Fragmentos de datos de anotación de puntos:
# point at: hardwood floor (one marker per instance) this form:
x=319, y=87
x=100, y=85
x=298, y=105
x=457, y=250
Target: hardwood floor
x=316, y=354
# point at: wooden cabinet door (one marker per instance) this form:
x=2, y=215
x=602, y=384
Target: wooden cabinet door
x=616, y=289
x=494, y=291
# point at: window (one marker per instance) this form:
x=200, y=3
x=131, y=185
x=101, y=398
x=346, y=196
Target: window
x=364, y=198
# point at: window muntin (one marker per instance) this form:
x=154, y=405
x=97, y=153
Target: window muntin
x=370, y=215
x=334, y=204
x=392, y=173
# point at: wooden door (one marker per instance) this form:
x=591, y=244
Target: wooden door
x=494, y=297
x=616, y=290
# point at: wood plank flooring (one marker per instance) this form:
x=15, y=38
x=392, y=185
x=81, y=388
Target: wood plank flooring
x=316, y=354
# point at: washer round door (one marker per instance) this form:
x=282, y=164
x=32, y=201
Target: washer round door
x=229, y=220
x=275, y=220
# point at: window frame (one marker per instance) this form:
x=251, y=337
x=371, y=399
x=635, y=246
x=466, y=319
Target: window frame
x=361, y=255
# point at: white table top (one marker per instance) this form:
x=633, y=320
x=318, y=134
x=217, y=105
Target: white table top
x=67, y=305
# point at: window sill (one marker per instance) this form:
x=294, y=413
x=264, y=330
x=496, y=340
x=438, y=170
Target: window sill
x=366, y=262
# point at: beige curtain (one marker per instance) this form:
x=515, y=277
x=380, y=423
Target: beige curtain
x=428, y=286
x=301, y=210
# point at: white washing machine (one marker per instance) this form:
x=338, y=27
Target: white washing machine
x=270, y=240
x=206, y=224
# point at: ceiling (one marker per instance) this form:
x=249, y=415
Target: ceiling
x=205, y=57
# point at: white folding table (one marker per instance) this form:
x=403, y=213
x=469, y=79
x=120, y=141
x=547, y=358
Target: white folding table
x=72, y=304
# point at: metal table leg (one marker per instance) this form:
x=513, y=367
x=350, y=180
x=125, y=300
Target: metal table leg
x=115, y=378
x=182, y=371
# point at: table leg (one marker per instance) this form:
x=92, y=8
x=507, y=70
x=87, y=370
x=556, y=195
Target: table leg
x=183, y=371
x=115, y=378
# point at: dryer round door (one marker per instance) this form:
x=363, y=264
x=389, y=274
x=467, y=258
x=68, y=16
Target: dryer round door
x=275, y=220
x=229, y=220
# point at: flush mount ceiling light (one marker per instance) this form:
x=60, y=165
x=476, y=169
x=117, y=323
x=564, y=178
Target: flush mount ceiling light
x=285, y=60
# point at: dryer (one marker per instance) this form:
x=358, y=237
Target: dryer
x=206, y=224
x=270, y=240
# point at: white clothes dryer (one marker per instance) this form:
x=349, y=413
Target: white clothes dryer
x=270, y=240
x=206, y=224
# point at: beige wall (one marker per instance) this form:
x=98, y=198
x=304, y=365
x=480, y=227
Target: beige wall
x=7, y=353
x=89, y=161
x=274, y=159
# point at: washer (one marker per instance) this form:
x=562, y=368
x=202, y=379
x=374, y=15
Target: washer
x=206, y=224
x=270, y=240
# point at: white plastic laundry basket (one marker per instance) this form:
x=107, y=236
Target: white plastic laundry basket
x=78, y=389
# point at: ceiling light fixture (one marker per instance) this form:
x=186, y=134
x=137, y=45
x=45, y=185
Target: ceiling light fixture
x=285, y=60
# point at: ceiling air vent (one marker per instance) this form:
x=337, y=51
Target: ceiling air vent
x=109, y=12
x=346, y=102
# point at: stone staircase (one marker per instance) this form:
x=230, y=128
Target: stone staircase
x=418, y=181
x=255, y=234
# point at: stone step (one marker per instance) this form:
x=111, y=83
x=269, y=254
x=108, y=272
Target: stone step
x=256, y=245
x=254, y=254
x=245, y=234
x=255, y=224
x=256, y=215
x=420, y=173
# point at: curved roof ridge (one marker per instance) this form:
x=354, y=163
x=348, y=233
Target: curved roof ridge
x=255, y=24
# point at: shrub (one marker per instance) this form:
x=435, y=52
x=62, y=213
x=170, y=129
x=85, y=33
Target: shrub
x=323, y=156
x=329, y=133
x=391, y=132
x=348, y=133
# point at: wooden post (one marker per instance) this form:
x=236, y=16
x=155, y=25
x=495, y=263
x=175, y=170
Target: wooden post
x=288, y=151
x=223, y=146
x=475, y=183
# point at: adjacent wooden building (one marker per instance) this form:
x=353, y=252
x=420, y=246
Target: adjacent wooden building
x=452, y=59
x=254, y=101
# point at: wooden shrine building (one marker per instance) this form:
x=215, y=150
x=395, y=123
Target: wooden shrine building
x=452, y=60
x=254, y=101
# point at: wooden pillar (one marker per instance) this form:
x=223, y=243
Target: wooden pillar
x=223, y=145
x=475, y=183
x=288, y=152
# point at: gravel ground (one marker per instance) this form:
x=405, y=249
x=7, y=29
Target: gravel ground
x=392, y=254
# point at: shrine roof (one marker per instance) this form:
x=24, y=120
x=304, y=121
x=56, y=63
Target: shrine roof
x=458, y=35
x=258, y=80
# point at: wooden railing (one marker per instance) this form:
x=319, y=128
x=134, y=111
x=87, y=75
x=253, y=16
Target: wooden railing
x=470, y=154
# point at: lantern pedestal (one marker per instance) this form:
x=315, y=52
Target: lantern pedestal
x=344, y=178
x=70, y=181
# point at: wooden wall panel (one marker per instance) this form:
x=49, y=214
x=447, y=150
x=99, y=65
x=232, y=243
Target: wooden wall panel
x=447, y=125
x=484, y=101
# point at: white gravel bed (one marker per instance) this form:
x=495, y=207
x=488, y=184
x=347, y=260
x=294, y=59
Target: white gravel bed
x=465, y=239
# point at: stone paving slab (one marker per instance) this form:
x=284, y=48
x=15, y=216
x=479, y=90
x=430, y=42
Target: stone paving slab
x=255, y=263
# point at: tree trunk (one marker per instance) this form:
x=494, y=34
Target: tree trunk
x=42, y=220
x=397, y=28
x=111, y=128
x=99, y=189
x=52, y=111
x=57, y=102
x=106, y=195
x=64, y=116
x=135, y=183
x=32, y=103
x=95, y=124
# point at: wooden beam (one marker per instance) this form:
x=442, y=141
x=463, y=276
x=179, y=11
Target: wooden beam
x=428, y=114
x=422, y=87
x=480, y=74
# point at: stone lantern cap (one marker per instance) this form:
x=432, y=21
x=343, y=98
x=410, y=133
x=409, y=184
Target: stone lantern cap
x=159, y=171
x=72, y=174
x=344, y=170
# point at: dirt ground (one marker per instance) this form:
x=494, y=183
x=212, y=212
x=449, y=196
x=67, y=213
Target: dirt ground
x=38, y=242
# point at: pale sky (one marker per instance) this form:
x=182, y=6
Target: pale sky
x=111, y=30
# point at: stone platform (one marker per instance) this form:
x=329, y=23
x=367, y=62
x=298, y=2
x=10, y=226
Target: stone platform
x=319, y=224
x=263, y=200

* _Ejercicio propuesto_
¿Puedes repetir sin ningún cambio todas las líneas de arriba?

* _Respuesta escrita_
# point at: hardwood floor (one marker per instance) this form:
x=319, y=87
x=100, y=85
x=298, y=105
x=457, y=250
Target: hardwood floor
x=316, y=354
# point at: wooden cabinet door (one marker per instance) this form:
x=2, y=215
x=602, y=384
Target: wooden cabinet door
x=616, y=289
x=494, y=291
# point at: window (one marker per instance) this form:
x=200, y=3
x=131, y=185
x=101, y=398
x=346, y=196
Target: window
x=364, y=198
# point at: window muntin (one marker per instance) this form:
x=154, y=405
x=97, y=153
Target: window muntin
x=370, y=215
x=334, y=204
x=392, y=173
# point at: wooden door (one marker per instance) this form:
x=591, y=244
Target: wooden door
x=494, y=297
x=616, y=290
# point at: wood plank flooring (one marker per instance) this form:
x=15, y=38
x=392, y=185
x=81, y=388
Target: wood plank flooring
x=316, y=354
# point at: washer round door (one marker per instance) this form:
x=282, y=164
x=32, y=201
Target: washer round door
x=229, y=220
x=275, y=220
# point at: window frame (one marker per instance) this form:
x=251, y=337
x=371, y=399
x=635, y=246
x=466, y=319
Target: window frame
x=361, y=255
# point at: white table top (one marker per instance) this form:
x=633, y=320
x=318, y=134
x=217, y=105
Target: white table top
x=67, y=305
# point at: window sill (one marker per instance) this form:
x=294, y=413
x=264, y=330
x=496, y=340
x=438, y=170
Target: window sill
x=366, y=262
# point at: beige curtain (one marker per instance) this form:
x=515, y=277
x=380, y=423
Target: beige curtain
x=428, y=286
x=301, y=210
# point at: white washing machine (one marker per instance) this form:
x=338, y=27
Target: white washing machine
x=270, y=240
x=206, y=224
# point at: ceiling (one marker per instance) this form:
x=249, y=415
Target: ceiling
x=205, y=57
# point at: white folding table (one marker per instance) this form:
x=403, y=213
x=469, y=79
x=120, y=141
x=547, y=358
Target: white folding table
x=72, y=304
# point at: metal table leg (one marker per instance) this form:
x=513, y=367
x=350, y=180
x=125, y=300
Target: metal table leg
x=115, y=378
x=182, y=371
# point at: table leg (one marker per instance) this form:
x=92, y=8
x=507, y=70
x=87, y=370
x=556, y=195
Target: table leg
x=183, y=371
x=115, y=378
# point at: dryer round door (one marker per instance) this form:
x=363, y=264
x=389, y=274
x=467, y=258
x=68, y=16
Target: dryer round door
x=275, y=220
x=229, y=220
# point at: flush mount ceiling light (one marker per instance) this form:
x=60, y=165
x=476, y=169
x=117, y=323
x=564, y=178
Target: flush mount ceiling light
x=285, y=60
# point at: dryer (one marker per instance) this form:
x=358, y=237
Target: dryer
x=206, y=224
x=270, y=240
# point at: white clothes dryer (one marker per instance) this form:
x=349, y=413
Target: white clothes dryer
x=270, y=240
x=206, y=224
# point at: beige wall (one marker per instance) this form:
x=98, y=198
x=304, y=365
x=480, y=227
Target: beige wall
x=7, y=353
x=89, y=161
x=274, y=159
# point at: washer (one marker per instance) this form:
x=562, y=368
x=202, y=379
x=374, y=15
Target: washer
x=206, y=224
x=270, y=240
# point at: white plastic laundry basket (one marker per instance) this form:
x=107, y=236
Target: white plastic laundry basket
x=78, y=389
# point at: ceiling light fixture (one marker per instance) this form:
x=186, y=134
x=137, y=45
x=45, y=185
Target: ceiling light fixture
x=285, y=60
# point at: ceiling air vent (one marker per instance) this form:
x=337, y=51
Target: ceiling air vent
x=109, y=12
x=346, y=102
# point at: stone staircase (one marker per instance) this form:
x=230, y=128
Target: stone staircase
x=418, y=181
x=255, y=234
# point at: stone step (one marker per instance) this form:
x=111, y=83
x=269, y=254
x=108, y=272
Target: stone step
x=256, y=245
x=254, y=254
x=245, y=234
x=255, y=224
x=256, y=215
x=420, y=173
# point at: curved roof ridge (one marker per instance) this form:
x=354, y=163
x=348, y=233
Target: curved roof ridge
x=255, y=24
# point at: shrub (one marker per instance) this form:
x=435, y=52
x=62, y=213
x=170, y=129
x=85, y=33
Target: shrub
x=323, y=156
x=329, y=133
x=391, y=132
x=348, y=133
# point at: wooden post (one marker per instance) this form:
x=236, y=16
x=155, y=25
x=495, y=263
x=175, y=170
Target: wooden post
x=288, y=151
x=223, y=146
x=475, y=183
# point at: adjacent wooden building (one marker per instance) this form:
x=353, y=252
x=420, y=246
Target: adjacent wooden building
x=452, y=59
x=254, y=101
# point at: wooden shrine building (one marker per instance) this form:
x=215, y=150
x=395, y=123
Target: wooden shrine building
x=452, y=60
x=254, y=101
# point at: wooden pillar (one marker per instance) this form:
x=223, y=243
Target: wooden pillar
x=223, y=145
x=475, y=183
x=288, y=152
# point at: gravel ground (one marker per instance) this form:
x=405, y=249
x=7, y=29
Target: gravel ground
x=392, y=254
# point at: shrine roof (one marker per instance) this form:
x=24, y=120
x=304, y=121
x=56, y=63
Target: shrine roof
x=458, y=35
x=258, y=80
# point at: wooden railing (one marker per instance) this form:
x=319, y=128
x=134, y=111
x=87, y=75
x=253, y=16
Target: wooden railing
x=470, y=154
# point at: lantern pedestal (one marker per instance) this form:
x=315, y=52
Target: lantern pedestal
x=344, y=178
x=70, y=181
# point at: wooden wall panel (one marker per instance) this form:
x=49, y=214
x=447, y=150
x=99, y=65
x=232, y=243
Target: wooden wall panel
x=447, y=125
x=484, y=101
# point at: white gravel bed (one marker per instance) this form:
x=495, y=207
x=488, y=184
x=347, y=260
x=294, y=59
Target: white gravel bed
x=465, y=239
# point at: stone paving slab (one marker per instance) this form:
x=284, y=48
x=15, y=216
x=479, y=90
x=430, y=42
Target: stone paving slab
x=255, y=263
# point at: tree trunk (one marker per instance) this form:
x=494, y=34
Target: tree trunk
x=42, y=220
x=397, y=28
x=111, y=128
x=99, y=189
x=52, y=111
x=57, y=102
x=106, y=195
x=64, y=116
x=135, y=183
x=32, y=103
x=95, y=124
# point at: wooden beam (one marker per instance) this form:
x=442, y=141
x=463, y=276
x=179, y=11
Target: wooden beam
x=428, y=114
x=422, y=87
x=480, y=74
# point at: stone lantern cap (one marker per instance) this form:
x=432, y=21
x=343, y=98
x=410, y=133
x=409, y=184
Target: stone lantern cap
x=159, y=171
x=72, y=174
x=344, y=170
# point at: dirt ground (one marker per instance) this form:
x=494, y=183
x=212, y=212
x=449, y=196
x=67, y=213
Target: dirt ground
x=38, y=242
# point at: pale sky (one marker per instance) this form:
x=182, y=6
Target: pale sky
x=111, y=30
# point at: stone platform (one marker per instance) this form:
x=329, y=23
x=367, y=62
x=298, y=2
x=10, y=226
Target: stone platform
x=319, y=224
x=263, y=200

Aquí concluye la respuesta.